=== DATA ENTRIES ===

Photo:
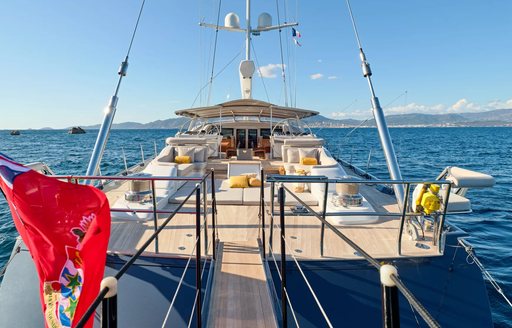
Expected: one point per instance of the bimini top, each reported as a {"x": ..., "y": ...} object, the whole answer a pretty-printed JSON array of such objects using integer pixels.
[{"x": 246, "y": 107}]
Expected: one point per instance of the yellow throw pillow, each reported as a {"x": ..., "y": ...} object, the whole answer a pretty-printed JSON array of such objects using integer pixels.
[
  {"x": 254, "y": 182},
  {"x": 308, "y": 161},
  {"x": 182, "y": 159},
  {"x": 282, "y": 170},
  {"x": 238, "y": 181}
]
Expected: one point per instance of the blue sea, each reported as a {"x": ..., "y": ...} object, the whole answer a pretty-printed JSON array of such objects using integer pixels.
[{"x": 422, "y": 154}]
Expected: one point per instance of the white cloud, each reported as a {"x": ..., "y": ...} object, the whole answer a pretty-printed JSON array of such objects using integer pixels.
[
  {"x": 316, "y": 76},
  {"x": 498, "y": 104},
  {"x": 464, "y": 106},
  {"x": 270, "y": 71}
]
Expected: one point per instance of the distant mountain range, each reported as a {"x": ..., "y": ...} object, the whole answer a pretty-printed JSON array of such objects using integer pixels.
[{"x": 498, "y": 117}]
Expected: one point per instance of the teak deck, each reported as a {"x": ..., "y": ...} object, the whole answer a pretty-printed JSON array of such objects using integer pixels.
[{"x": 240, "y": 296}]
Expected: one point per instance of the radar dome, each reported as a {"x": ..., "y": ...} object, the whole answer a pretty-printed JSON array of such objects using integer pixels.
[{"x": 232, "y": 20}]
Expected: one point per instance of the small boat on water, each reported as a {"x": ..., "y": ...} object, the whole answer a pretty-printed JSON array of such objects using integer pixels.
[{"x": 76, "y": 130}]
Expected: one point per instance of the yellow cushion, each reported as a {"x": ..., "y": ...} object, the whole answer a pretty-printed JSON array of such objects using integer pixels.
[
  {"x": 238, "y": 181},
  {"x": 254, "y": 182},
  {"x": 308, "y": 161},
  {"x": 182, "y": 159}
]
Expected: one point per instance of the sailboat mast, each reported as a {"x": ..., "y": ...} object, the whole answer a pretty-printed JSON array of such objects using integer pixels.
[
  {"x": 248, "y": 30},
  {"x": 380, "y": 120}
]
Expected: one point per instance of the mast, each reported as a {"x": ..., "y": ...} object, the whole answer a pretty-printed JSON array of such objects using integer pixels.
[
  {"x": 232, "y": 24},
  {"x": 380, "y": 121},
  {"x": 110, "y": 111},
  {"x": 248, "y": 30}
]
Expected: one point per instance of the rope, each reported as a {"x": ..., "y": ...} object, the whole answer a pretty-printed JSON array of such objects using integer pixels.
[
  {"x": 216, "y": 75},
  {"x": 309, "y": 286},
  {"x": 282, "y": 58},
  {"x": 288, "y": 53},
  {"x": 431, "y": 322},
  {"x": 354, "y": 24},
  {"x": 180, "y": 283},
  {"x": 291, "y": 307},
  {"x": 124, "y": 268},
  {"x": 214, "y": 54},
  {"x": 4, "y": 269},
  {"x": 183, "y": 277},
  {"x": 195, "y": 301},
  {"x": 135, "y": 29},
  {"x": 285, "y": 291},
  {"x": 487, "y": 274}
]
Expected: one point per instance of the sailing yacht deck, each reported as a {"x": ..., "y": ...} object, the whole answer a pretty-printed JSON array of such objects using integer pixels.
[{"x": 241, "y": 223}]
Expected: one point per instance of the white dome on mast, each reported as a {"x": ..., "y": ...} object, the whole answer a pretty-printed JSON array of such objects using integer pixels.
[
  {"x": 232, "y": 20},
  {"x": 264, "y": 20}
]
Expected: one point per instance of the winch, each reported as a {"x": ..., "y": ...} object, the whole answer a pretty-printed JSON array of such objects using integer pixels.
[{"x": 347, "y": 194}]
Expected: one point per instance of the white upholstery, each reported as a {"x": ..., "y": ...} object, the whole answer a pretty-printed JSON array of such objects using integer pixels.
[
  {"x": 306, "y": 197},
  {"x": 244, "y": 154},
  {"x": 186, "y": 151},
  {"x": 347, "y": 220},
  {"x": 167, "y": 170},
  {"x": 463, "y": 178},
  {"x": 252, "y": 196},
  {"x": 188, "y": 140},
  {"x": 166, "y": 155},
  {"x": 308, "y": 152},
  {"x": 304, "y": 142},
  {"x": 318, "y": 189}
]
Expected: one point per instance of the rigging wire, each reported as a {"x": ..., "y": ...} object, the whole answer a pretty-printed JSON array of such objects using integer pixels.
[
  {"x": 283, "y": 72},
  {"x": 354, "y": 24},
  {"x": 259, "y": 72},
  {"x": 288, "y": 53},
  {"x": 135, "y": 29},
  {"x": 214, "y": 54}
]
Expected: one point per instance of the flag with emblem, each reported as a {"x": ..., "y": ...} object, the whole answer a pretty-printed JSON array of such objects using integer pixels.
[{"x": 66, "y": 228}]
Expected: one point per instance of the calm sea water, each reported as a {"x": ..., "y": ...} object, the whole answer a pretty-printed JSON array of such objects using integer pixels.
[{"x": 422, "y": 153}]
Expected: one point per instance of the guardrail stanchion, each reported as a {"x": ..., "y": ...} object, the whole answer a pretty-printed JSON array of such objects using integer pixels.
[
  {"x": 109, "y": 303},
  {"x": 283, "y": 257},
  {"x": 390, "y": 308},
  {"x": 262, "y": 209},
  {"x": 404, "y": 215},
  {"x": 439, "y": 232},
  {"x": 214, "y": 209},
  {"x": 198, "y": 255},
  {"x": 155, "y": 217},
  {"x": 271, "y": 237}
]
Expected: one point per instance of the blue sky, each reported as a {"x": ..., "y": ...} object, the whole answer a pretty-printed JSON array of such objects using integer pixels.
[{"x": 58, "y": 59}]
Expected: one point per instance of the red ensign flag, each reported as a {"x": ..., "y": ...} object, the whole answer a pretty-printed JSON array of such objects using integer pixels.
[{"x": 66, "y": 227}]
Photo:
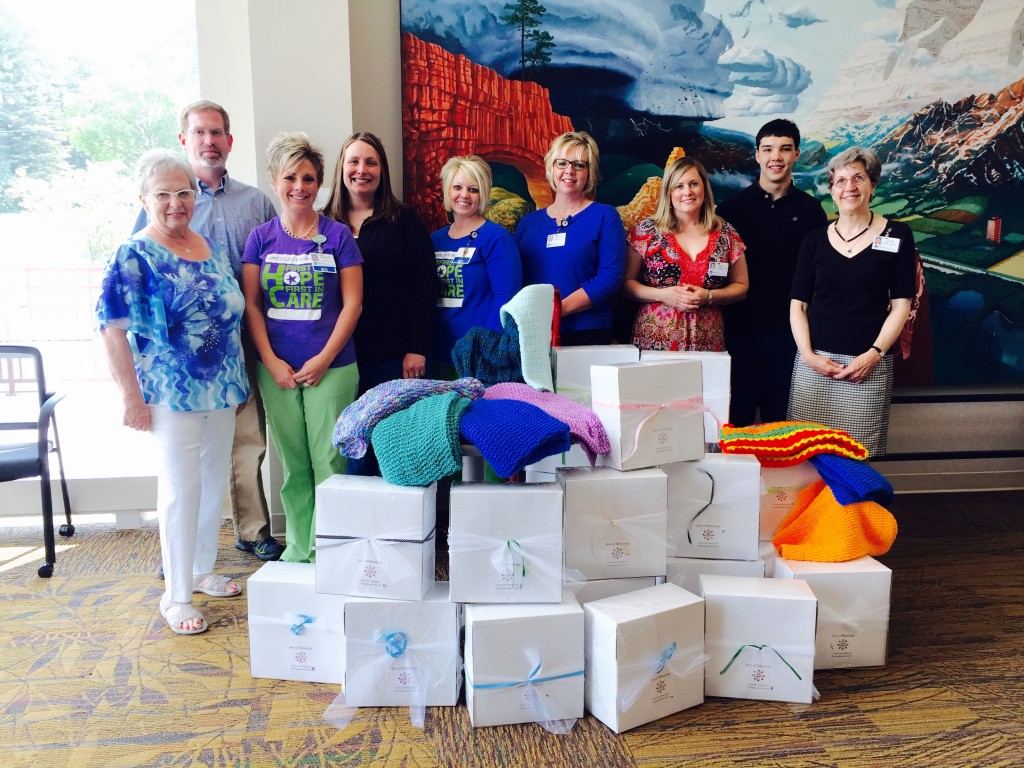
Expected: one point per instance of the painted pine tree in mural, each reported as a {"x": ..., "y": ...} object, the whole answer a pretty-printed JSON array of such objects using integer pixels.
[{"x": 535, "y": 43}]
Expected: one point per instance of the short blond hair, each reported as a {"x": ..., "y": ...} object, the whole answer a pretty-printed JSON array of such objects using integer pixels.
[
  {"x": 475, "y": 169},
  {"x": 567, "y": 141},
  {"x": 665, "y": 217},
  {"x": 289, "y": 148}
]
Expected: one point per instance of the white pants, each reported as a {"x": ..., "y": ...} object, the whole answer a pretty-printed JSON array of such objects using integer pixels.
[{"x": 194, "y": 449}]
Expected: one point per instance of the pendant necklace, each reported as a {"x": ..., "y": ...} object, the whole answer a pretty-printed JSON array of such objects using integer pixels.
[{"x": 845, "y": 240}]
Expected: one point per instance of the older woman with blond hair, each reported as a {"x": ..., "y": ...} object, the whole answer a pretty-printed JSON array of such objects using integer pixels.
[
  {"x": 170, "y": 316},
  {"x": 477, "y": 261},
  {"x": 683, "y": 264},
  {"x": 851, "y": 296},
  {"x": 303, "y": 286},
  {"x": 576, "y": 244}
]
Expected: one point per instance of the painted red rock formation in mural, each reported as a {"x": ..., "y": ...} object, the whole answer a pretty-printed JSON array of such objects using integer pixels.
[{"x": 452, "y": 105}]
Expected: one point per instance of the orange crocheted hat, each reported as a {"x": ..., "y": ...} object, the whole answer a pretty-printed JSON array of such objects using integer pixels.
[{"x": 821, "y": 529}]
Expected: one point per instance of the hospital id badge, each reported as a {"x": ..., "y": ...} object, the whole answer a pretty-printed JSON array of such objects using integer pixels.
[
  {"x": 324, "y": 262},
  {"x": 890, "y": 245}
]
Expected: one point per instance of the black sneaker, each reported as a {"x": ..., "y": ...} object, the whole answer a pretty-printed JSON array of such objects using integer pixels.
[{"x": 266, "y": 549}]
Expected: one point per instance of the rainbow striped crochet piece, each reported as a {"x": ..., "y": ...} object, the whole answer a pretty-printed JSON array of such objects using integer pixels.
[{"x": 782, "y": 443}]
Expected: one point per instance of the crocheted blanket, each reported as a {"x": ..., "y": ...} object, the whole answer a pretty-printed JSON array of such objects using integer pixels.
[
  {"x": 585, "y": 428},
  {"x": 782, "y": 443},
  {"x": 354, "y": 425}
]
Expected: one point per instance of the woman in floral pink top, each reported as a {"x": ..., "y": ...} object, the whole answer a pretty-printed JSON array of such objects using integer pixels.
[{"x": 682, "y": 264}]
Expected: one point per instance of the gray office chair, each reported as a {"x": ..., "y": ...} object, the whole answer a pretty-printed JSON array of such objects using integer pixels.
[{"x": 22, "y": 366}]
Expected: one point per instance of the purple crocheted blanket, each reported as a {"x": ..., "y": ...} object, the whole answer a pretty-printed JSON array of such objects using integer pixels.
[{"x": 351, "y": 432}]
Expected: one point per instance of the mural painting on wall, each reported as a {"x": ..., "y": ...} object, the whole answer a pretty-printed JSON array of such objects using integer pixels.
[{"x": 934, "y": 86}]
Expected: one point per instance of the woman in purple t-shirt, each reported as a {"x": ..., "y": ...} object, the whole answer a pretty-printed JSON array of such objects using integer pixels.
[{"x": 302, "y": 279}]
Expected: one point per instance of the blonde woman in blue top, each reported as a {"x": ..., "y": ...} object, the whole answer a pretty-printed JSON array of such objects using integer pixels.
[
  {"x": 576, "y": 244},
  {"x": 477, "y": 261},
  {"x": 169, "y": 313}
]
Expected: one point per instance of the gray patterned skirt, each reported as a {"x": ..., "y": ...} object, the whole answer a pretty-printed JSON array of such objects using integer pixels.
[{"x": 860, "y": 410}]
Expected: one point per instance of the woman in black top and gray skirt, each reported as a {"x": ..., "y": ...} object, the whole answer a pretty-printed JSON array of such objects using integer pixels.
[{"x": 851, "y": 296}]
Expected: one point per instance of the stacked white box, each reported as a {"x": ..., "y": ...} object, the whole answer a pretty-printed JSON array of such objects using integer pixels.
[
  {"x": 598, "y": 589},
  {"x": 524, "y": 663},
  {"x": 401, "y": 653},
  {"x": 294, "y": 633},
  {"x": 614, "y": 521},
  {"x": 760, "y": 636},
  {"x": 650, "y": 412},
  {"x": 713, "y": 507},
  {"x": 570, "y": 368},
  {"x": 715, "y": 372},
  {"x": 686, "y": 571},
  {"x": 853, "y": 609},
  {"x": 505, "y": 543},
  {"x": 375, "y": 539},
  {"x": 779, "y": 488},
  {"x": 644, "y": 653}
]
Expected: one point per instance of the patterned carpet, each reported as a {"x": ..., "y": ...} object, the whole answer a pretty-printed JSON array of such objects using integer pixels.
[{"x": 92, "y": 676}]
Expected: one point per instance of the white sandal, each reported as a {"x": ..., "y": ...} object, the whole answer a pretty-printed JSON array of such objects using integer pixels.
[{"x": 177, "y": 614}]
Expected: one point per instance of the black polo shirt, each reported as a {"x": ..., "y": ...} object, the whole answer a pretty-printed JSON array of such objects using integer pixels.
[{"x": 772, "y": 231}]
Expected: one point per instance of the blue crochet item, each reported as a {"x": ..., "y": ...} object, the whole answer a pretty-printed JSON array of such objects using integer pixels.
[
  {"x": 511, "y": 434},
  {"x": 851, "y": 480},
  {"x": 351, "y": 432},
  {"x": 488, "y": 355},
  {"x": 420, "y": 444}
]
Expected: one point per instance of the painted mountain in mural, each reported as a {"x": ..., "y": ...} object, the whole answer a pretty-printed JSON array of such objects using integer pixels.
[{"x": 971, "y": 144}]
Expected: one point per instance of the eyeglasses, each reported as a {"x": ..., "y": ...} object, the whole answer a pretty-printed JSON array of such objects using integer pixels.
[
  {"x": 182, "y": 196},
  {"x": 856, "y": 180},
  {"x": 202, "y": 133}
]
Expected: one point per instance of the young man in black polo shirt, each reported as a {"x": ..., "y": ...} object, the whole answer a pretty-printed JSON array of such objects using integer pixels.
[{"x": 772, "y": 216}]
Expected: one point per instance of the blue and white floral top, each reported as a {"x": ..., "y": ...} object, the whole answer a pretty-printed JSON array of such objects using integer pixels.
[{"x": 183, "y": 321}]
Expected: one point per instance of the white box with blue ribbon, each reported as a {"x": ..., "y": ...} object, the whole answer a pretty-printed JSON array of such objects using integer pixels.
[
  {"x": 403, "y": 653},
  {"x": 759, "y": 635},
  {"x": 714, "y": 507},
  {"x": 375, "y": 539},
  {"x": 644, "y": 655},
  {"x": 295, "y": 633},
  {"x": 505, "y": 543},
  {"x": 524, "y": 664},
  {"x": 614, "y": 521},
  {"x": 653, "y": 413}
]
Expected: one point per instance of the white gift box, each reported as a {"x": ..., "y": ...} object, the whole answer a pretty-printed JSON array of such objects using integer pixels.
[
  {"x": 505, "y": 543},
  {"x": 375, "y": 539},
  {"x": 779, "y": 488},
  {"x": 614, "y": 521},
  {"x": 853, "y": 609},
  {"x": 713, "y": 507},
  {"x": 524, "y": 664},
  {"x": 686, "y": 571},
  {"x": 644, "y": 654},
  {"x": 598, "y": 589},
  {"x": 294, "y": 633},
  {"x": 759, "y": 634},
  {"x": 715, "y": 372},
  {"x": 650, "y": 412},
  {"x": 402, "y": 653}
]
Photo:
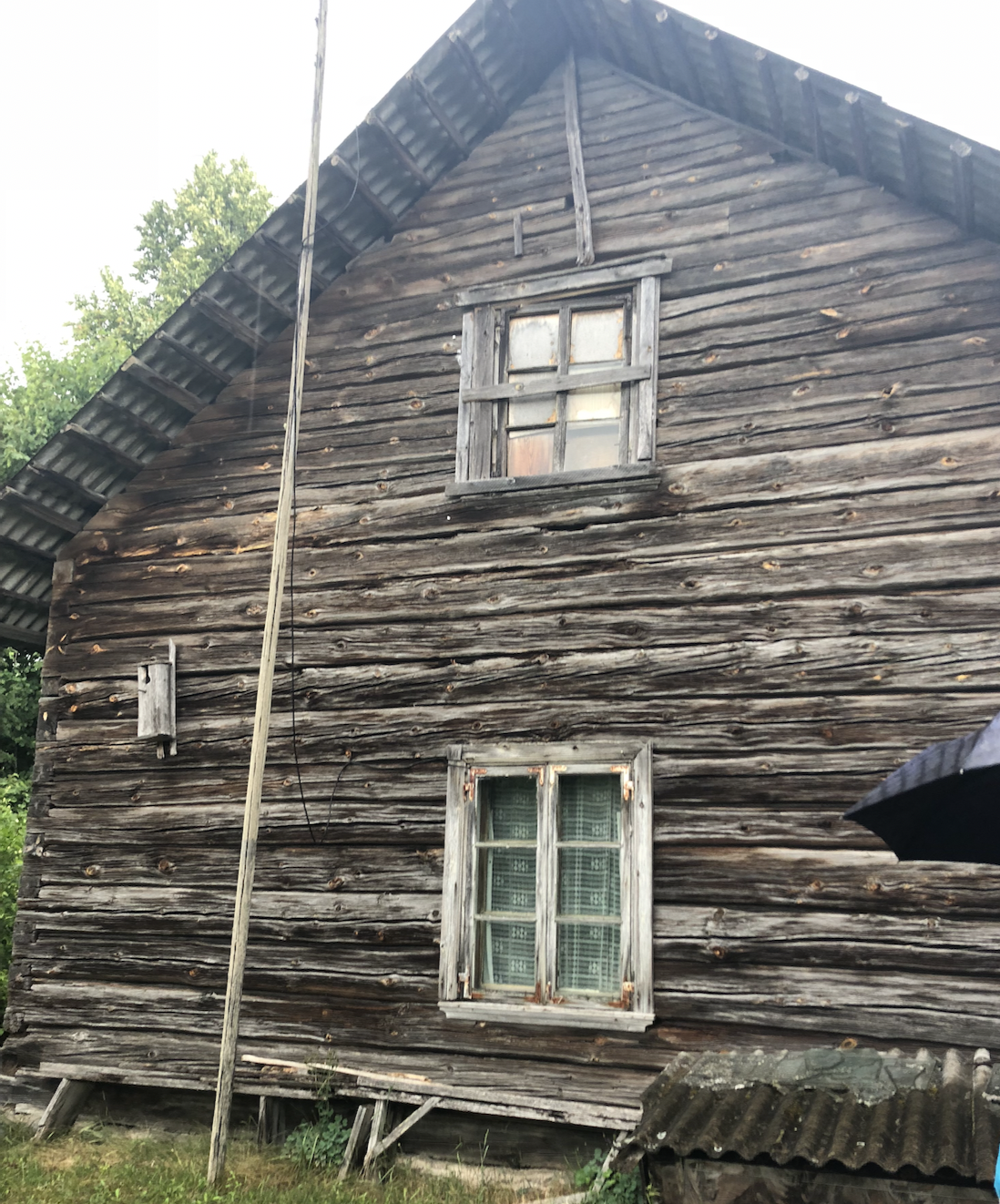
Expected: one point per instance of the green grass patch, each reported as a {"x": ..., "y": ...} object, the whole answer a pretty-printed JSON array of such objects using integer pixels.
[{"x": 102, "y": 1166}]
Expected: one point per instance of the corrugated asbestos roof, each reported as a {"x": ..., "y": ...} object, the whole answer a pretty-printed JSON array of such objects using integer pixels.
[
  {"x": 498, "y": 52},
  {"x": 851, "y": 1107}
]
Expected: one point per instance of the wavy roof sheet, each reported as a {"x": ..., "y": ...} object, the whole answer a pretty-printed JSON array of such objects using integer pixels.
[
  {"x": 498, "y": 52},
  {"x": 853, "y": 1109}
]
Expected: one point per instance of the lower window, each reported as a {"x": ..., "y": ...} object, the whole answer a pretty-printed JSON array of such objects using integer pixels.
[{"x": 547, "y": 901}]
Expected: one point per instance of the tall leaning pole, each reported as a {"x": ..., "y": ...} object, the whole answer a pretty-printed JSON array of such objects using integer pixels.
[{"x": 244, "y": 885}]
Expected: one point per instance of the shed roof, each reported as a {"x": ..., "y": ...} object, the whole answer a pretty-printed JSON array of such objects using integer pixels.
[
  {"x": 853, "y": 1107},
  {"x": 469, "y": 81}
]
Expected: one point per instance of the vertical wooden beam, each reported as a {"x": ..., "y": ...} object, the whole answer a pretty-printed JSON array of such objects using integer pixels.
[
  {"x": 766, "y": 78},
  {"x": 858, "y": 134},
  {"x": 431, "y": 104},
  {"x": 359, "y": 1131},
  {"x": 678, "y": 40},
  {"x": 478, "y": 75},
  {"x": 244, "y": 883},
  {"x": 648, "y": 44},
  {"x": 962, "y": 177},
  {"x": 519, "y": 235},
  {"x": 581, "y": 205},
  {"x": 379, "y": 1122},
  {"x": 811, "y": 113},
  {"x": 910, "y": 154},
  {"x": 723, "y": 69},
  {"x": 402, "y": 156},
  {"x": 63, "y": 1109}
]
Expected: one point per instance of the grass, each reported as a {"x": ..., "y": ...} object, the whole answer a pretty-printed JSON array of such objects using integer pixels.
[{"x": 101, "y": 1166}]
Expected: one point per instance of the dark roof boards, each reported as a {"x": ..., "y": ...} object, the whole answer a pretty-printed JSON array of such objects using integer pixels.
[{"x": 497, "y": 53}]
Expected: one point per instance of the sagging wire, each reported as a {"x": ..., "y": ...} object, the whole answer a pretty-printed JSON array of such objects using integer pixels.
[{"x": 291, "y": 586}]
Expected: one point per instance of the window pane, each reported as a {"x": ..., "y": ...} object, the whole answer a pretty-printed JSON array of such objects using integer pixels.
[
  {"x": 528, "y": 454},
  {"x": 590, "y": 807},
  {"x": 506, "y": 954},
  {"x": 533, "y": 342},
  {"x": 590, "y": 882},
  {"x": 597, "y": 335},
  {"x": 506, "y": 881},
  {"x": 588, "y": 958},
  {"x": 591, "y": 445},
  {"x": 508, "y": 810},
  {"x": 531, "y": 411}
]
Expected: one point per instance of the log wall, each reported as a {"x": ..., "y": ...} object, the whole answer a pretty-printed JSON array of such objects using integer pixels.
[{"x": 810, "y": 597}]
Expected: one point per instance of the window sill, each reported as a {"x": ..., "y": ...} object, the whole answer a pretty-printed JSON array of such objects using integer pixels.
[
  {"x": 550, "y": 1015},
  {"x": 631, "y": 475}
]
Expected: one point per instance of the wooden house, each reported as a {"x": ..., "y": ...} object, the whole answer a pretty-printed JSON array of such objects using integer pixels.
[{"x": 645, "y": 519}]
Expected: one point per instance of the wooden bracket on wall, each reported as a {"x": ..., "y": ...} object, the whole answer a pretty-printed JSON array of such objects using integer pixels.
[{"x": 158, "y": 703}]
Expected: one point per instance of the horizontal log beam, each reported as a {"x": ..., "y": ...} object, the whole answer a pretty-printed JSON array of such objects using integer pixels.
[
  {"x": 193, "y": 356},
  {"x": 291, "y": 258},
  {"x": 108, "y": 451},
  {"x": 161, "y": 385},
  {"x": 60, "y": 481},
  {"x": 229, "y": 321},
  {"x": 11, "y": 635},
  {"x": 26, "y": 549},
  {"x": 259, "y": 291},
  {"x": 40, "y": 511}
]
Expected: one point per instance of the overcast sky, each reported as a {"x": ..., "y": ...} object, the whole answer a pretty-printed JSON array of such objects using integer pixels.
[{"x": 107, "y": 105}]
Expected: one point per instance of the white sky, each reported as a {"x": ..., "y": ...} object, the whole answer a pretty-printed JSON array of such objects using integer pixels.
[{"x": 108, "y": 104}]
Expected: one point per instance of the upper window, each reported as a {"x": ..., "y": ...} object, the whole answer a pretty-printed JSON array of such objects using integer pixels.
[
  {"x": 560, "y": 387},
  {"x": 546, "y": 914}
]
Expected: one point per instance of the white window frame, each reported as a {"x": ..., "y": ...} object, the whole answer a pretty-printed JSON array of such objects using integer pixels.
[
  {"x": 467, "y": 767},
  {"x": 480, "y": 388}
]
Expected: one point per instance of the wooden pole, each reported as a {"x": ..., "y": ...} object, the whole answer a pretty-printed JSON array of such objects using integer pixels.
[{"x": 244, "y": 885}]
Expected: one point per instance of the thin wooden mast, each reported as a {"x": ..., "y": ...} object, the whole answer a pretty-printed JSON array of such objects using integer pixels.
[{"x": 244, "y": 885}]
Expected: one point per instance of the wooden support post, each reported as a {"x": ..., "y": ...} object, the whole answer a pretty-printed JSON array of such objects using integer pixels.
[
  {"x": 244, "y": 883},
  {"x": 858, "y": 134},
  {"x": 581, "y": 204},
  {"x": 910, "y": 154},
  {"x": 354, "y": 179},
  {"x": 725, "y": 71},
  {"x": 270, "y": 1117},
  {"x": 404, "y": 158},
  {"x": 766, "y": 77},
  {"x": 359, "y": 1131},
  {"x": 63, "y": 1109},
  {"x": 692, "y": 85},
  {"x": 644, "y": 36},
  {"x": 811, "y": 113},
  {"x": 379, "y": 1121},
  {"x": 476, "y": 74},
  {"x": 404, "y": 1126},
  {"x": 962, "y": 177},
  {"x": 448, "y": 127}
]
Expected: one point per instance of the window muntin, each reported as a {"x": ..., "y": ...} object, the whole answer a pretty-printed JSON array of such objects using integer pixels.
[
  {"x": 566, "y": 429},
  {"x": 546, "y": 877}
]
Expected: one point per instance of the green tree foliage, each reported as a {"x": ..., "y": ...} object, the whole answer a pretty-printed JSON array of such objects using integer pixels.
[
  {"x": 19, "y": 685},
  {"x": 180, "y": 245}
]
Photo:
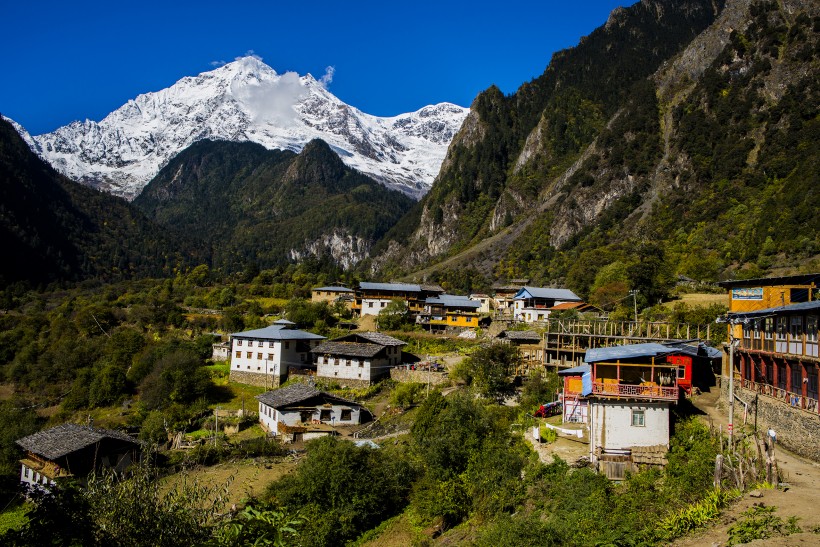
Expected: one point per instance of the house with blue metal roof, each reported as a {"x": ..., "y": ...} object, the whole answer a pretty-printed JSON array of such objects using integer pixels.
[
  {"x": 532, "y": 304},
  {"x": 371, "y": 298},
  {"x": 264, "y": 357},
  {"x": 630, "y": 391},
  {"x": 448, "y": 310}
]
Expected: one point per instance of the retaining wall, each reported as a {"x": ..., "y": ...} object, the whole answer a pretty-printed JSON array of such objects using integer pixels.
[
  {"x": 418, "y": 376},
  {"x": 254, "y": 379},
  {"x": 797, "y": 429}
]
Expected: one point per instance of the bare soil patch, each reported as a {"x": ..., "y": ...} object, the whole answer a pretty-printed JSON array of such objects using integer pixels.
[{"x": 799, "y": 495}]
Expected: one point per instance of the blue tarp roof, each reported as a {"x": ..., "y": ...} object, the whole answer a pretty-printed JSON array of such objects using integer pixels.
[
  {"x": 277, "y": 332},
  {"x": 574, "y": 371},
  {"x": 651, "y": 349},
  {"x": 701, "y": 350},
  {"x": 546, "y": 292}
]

===

**EXERCISE**
Rewrite everything from the entry containing "Expected: one point per instance of the blue tarp" down to the end of the entries, including the line with the request. Multiply each pixel coordinate in the answer by 1.1 and round to the nearest whole number, with halves going up.

**RESPONSE FOR THIS EXERCISE**
Expected: one point per instance of the blue tarp roof, each reported as a {"x": ..., "y": ...} object, the whole answer a pretty-printed JSON array of such objects using integer pixels.
[
  {"x": 305, "y": 365},
  {"x": 631, "y": 408},
  {"x": 716, "y": 384},
  {"x": 771, "y": 385},
  {"x": 601, "y": 321}
]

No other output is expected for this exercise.